▸ **WRITTEN REQUEST**
Write out the Aurora notes word for word, everything from "- Variable workloads" down to "customer revenue )".

▸ **SELECTED EXCERPT**
════════════════

Use cases for Aurora Serverless:

- Infrequently used applications
- New applications (unsure of the laod & size of database instances)
- Variable workloads
- Unpredictable worklaods
- Development & test databases (DB can be paused when not in used)
- Multi-tenant applications (where scaling is proportional to customer revenue )

Aurora Global

  • Replication can take ~1s (1 way) and happens at the storage layer
  • Replication has no impact on DB performance
  • Secondary regions can have 16 replicas
  • Promoting another region (for disaster recovery) has an RTO(Recovery Time Objective) of < 1 minute
  • Currently MAX 5 secondary regions are supported

Use case:

  • Cross-Region DR & Business Continuity
  • Global read scaling - low latency performance improvements for read

Multi-Master Write

Default Aurora

  • Default Aurora mode is Single-Master(One Read/Write + 0 Read Only replicas)

════════════════

▸ **EXTRACTED DATA**
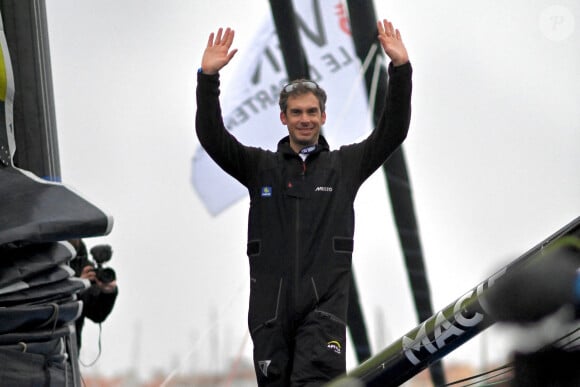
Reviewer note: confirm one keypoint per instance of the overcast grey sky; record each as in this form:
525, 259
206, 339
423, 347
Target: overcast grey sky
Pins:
492, 154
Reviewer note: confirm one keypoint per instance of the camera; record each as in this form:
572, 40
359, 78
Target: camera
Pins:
102, 254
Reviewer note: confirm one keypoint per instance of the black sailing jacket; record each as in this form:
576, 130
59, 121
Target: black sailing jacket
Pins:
301, 220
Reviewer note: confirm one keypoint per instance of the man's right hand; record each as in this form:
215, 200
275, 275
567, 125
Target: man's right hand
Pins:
217, 54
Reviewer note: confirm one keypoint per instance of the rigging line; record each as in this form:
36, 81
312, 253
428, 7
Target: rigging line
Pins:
356, 81
374, 85
505, 368
567, 336
203, 336
489, 378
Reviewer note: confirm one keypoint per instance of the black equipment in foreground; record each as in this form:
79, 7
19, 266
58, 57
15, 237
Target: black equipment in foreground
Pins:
101, 255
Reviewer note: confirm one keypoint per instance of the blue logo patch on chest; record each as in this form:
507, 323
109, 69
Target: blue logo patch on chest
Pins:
266, 192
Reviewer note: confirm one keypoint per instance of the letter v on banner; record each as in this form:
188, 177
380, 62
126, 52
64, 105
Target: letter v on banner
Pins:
250, 101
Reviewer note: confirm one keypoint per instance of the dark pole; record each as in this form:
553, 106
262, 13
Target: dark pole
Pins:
26, 30
364, 32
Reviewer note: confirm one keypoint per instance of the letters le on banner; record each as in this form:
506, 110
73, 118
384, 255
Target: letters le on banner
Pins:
250, 100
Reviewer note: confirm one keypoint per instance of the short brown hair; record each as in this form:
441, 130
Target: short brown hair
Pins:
301, 87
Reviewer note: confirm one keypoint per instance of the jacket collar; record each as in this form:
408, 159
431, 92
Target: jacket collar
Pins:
284, 146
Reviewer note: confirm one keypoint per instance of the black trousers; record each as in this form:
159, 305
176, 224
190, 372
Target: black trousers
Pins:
308, 352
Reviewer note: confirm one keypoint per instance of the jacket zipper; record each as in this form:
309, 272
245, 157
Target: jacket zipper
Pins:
297, 258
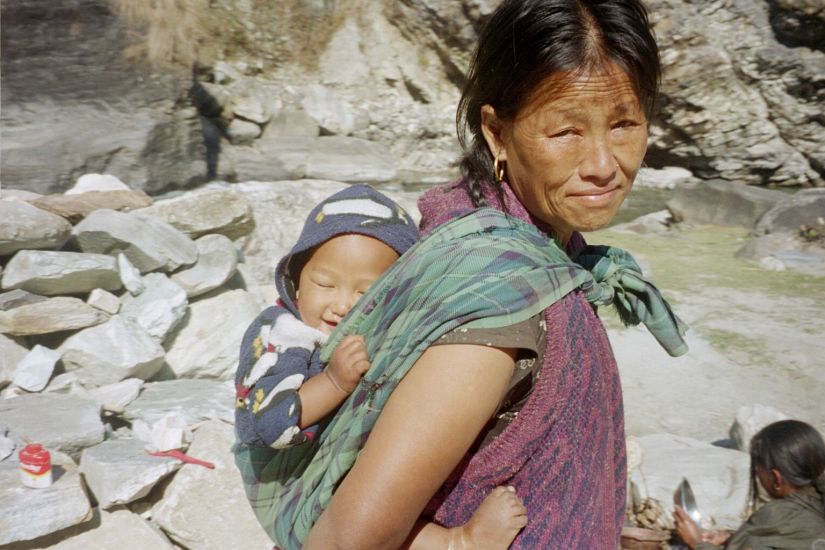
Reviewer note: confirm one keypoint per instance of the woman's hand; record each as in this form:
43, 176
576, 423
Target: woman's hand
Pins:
424, 430
686, 528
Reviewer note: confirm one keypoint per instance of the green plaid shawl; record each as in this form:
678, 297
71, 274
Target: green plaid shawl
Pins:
483, 270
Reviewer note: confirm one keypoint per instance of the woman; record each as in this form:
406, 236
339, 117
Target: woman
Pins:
490, 366
788, 461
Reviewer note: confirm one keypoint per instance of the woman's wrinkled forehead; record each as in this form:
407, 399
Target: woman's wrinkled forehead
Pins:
565, 88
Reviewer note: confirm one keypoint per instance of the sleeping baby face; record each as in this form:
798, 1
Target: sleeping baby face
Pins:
337, 274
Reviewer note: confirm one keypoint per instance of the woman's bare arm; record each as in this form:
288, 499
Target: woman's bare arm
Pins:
426, 427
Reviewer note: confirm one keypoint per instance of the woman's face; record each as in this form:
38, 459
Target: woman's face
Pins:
572, 154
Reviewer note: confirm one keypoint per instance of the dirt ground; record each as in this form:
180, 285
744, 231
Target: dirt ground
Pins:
756, 337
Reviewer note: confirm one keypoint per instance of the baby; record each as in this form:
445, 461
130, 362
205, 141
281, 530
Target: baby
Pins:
282, 390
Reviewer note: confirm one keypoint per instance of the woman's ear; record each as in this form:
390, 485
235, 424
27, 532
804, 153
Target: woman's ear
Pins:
492, 128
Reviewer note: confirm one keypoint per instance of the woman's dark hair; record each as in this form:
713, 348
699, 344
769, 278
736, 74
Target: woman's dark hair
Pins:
794, 448
526, 41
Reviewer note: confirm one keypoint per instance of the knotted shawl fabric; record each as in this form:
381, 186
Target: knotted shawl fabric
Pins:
482, 270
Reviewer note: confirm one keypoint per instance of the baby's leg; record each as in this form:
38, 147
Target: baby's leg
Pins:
496, 522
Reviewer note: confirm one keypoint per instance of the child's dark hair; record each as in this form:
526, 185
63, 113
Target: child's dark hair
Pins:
794, 448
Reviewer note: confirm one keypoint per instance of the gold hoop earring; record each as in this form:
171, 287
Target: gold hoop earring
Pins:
499, 169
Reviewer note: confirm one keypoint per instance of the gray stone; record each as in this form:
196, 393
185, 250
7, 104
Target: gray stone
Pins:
217, 262
22, 226
129, 275
350, 160
150, 244
196, 400
12, 351
182, 514
35, 370
720, 202
104, 301
50, 315
159, 308
719, 477
97, 182
288, 123
792, 214
211, 210
242, 132
55, 273
110, 530
27, 514
214, 326
115, 397
62, 422
120, 471
111, 352
750, 420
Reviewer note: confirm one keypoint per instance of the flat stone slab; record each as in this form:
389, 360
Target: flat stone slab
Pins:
149, 243
65, 423
52, 273
50, 315
182, 513
196, 400
27, 513
211, 210
112, 529
111, 352
23, 226
120, 471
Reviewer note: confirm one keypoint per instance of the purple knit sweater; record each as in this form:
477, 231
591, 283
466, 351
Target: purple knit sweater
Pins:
565, 450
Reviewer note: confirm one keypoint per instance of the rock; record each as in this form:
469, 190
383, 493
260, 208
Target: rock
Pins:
288, 123
158, 309
196, 400
350, 160
97, 182
50, 315
111, 352
61, 422
76, 207
12, 351
206, 344
27, 514
129, 275
104, 301
22, 226
792, 214
120, 471
721, 202
35, 370
217, 262
334, 116
750, 420
655, 222
115, 397
181, 512
719, 477
55, 273
665, 178
242, 132
210, 210
111, 529
149, 244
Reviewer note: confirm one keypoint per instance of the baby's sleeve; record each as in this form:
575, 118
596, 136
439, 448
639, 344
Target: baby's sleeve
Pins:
275, 360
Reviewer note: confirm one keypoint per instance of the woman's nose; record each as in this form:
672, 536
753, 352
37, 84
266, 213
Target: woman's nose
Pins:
599, 164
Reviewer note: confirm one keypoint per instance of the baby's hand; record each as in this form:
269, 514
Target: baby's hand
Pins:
348, 363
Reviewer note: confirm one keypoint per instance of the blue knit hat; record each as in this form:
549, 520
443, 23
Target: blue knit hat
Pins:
356, 209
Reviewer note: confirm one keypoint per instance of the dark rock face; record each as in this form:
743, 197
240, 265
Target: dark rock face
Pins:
73, 104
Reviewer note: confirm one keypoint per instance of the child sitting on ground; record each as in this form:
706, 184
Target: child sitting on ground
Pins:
282, 390
788, 460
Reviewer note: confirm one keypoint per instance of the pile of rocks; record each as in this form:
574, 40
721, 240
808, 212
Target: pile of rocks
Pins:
117, 310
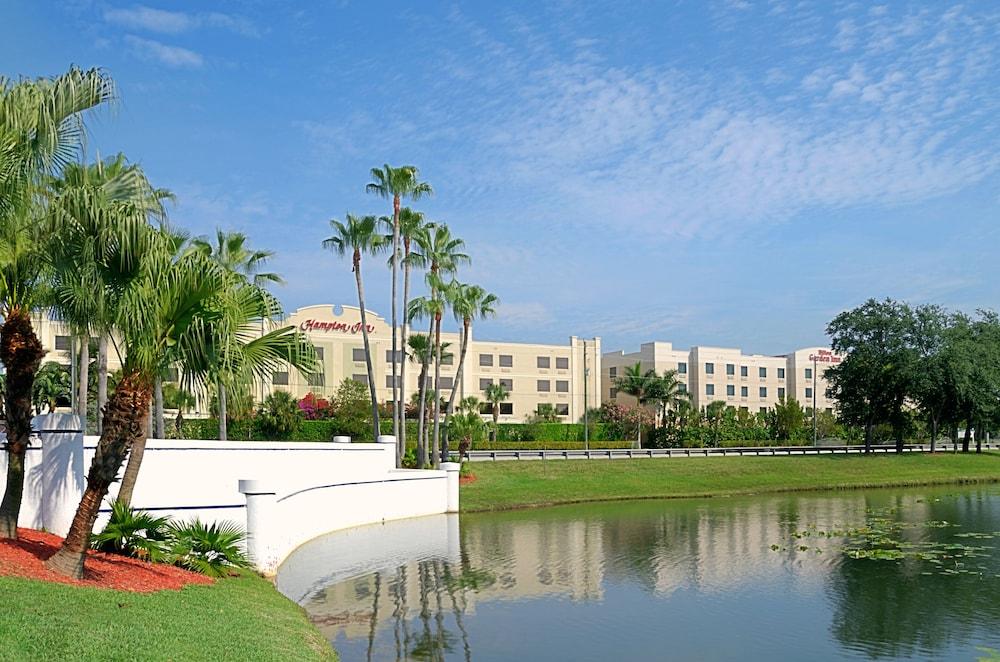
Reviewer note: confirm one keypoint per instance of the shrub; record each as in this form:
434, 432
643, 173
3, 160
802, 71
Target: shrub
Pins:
209, 549
133, 533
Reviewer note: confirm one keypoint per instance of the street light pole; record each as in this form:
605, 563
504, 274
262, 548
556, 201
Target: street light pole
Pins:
586, 420
814, 400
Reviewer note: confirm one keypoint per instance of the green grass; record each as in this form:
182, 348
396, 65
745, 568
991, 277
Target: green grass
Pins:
523, 484
239, 618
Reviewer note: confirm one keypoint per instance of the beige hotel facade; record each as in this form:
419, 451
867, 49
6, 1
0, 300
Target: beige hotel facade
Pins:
754, 382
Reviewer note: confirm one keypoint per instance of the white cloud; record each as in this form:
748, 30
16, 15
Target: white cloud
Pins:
140, 17
172, 56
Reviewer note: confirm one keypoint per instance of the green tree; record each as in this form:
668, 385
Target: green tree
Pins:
52, 387
41, 131
184, 309
396, 184
468, 303
640, 384
359, 236
875, 377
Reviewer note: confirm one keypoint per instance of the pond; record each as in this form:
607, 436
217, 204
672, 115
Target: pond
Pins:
883, 574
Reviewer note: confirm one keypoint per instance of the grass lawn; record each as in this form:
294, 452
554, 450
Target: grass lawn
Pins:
521, 484
240, 618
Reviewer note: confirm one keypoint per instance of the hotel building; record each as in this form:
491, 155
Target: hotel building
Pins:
533, 374
745, 381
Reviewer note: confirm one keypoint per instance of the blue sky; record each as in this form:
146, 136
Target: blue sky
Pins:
717, 173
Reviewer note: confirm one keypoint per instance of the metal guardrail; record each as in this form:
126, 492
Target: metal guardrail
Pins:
629, 453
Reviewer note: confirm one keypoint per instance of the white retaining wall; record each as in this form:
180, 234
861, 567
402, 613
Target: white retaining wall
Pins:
309, 488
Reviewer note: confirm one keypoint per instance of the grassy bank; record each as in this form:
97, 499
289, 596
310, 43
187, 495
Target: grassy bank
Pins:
522, 484
241, 618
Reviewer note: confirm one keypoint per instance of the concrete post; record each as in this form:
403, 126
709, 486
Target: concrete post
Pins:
262, 502
452, 469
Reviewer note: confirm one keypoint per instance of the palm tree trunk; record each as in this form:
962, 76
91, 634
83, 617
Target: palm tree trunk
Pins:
158, 409
102, 380
401, 439
124, 423
437, 391
466, 327
368, 351
83, 374
395, 322
223, 413
21, 353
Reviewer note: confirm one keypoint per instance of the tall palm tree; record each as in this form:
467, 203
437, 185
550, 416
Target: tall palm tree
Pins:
640, 384
410, 224
190, 306
495, 394
41, 131
359, 236
397, 183
230, 251
468, 302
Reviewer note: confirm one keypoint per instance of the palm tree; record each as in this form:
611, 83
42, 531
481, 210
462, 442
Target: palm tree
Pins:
410, 223
468, 302
231, 252
41, 131
397, 183
641, 385
495, 394
183, 309
359, 236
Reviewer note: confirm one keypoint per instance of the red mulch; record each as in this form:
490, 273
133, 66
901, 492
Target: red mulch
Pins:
25, 558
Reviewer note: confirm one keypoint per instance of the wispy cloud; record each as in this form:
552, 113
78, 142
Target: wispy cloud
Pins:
141, 17
172, 56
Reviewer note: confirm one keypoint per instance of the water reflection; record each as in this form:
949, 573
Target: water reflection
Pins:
619, 580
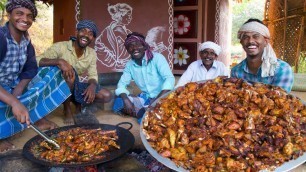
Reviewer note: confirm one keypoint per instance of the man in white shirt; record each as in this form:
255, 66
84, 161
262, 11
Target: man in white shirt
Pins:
207, 67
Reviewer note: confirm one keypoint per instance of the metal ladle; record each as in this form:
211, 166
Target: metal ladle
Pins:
47, 138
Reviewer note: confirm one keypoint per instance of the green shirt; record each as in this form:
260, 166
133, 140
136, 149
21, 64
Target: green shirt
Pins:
64, 50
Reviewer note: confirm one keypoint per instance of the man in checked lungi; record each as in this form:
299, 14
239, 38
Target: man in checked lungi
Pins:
74, 58
26, 95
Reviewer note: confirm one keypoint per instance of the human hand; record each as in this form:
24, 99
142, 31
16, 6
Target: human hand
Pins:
21, 113
129, 107
17, 91
66, 68
90, 93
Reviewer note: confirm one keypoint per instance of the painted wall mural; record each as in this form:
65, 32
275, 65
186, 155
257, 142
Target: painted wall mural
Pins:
109, 44
116, 20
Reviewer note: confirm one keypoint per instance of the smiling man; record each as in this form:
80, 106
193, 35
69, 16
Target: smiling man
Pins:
74, 58
150, 72
261, 64
21, 99
207, 67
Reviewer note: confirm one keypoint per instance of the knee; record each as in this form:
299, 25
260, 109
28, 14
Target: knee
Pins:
105, 96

════════════════

▸ **ANSWER FOR THIS EXERCISE**
- Variable workloads
- Unpredictable worklaods
- Development & test databases (DB can be paused when not in used)
- Multi-tenant applications (where scaling is proportional to customer revenue )